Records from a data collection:

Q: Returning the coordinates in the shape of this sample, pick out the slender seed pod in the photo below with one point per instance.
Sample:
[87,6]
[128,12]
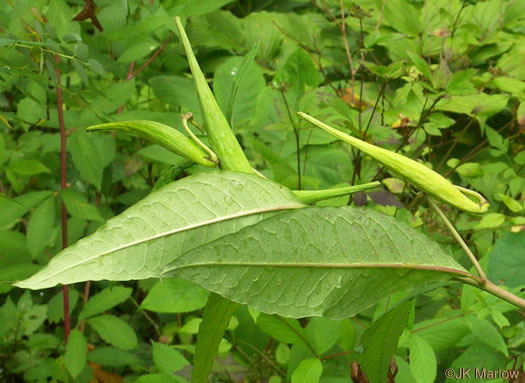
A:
[222,139]
[163,135]
[414,172]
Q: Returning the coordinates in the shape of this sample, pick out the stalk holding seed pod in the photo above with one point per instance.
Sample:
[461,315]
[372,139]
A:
[163,135]
[414,172]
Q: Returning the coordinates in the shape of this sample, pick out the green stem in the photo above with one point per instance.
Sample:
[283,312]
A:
[309,196]
[185,118]
[222,140]
[459,239]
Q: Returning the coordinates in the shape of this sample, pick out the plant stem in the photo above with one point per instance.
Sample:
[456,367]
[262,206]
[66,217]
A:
[63,185]
[297,141]
[189,116]
[497,291]
[459,239]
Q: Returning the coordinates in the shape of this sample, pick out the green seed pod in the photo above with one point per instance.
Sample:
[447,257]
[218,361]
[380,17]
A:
[163,135]
[414,172]
[222,139]
[310,196]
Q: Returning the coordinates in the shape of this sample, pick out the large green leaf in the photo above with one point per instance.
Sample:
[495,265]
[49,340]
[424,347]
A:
[138,243]
[318,261]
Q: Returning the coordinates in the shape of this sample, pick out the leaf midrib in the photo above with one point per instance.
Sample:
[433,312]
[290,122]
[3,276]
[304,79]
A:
[171,232]
[442,269]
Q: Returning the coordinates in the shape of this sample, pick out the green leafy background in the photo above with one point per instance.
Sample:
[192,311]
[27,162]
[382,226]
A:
[441,81]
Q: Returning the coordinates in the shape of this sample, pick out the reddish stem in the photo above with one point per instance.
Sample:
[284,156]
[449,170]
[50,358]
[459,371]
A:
[63,185]
[132,74]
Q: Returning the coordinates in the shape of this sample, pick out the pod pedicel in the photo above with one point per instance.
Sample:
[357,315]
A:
[416,173]
[163,135]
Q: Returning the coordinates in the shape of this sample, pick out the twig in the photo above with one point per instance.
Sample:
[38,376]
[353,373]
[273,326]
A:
[347,49]
[297,141]
[150,60]
[380,20]
[63,185]
[262,355]
[458,238]
[132,73]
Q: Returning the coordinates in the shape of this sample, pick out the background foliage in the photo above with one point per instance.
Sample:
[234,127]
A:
[440,81]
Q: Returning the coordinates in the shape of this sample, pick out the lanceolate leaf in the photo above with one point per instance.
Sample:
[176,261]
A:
[138,243]
[330,262]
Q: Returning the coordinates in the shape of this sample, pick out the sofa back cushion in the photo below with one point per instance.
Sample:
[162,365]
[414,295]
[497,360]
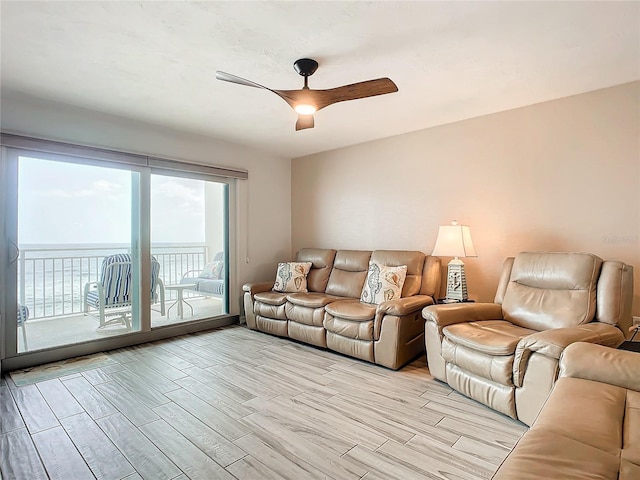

# Brief
Update all of the material above by replacing "photo" with "image" wherever it occurs and leaving everything else unchanged. Omit the pictures from your answer.

# Expected output
Q: Returning the coordinates in the shape of this sample, pick out the slender seed pod in the image below with one point per instance.
Sample:
[87,6]
[128,12]
A:
[222,139]
[163,135]
[414,172]
Q: Returning the coordinates in the shape of this sample, pick out the stalk holding seed pod in the image above with one point per instance.
Sample:
[461,315]
[372,139]
A:
[163,135]
[414,172]
Q: Returning the coordinates in the shape of this sample, pick out the green stem in the image above with one point per instance.
Sample:
[283,312]
A:
[309,196]
[185,118]
[222,140]
[459,239]
Q: Returning the coordinates in the shape of this sample, pick out the plant stem in the image above with one point per instance.
Sample:
[456,367]
[262,206]
[66,217]
A:
[63,185]
[297,141]
[189,116]
[497,291]
[459,239]
Q: Returning the coordinates in the shape of this sample, pick out the green seed pod in the image above with one point per instance.
Sample:
[447,257]
[218,361]
[380,17]
A:
[163,135]
[414,172]
[222,139]
[310,196]
Q: Returning the coordinates in the shape of this sample, pick out the large green leaf in the image above with one point per instance.
Sample:
[495,265]
[49,340]
[424,347]
A:
[138,243]
[318,261]
Q: Returning the coordinates in the shape of this sample, pick out the leaf midrib in the image above with one point per instance.
Sample:
[433,312]
[290,122]
[3,276]
[304,79]
A:
[171,232]
[442,269]
Q: Returning the coordinates in the shape of this sample, pick out the green leafy background in the image above with one point per instance.
Sample:
[192,311]
[27,162]
[382,226]
A:
[441,81]
Q: Returning the coordinates in the shape of this sample, pick out the reddish stem in the image above with one point per instance.
Sample:
[284,156]
[449,170]
[50,358]
[459,371]
A:
[63,185]
[132,74]
Q: Returning the coordinates in the shape of this sample, pick out the pod pedicel in the image above with one point per instance.
Sample:
[357,315]
A:
[416,173]
[163,135]
Q: Returning the coordinates in the shape of this sample, pick out the twig in the image above with one point per instance.
Sample:
[38,376]
[353,373]
[273,326]
A:
[347,49]
[297,141]
[150,60]
[380,20]
[63,185]
[262,355]
[458,238]
[132,73]
Q: Returning the coordinates in the shape of this sample, pick out the background foliage in the image above with one point per instance.
Sample:
[234,127]
A:
[440,81]
Q: Returning the coordinates in the shape of this sample, pick out the lanceolate leaf in the image above with one point per instance.
Sample:
[176,261]
A:
[138,243]
[330,262]
Q: Returning the coordinates in the shape of this sample, pick out the sofa back cushion in the image below with one point per instance.
Sample:
[162,365]
[414,295]
[497,360]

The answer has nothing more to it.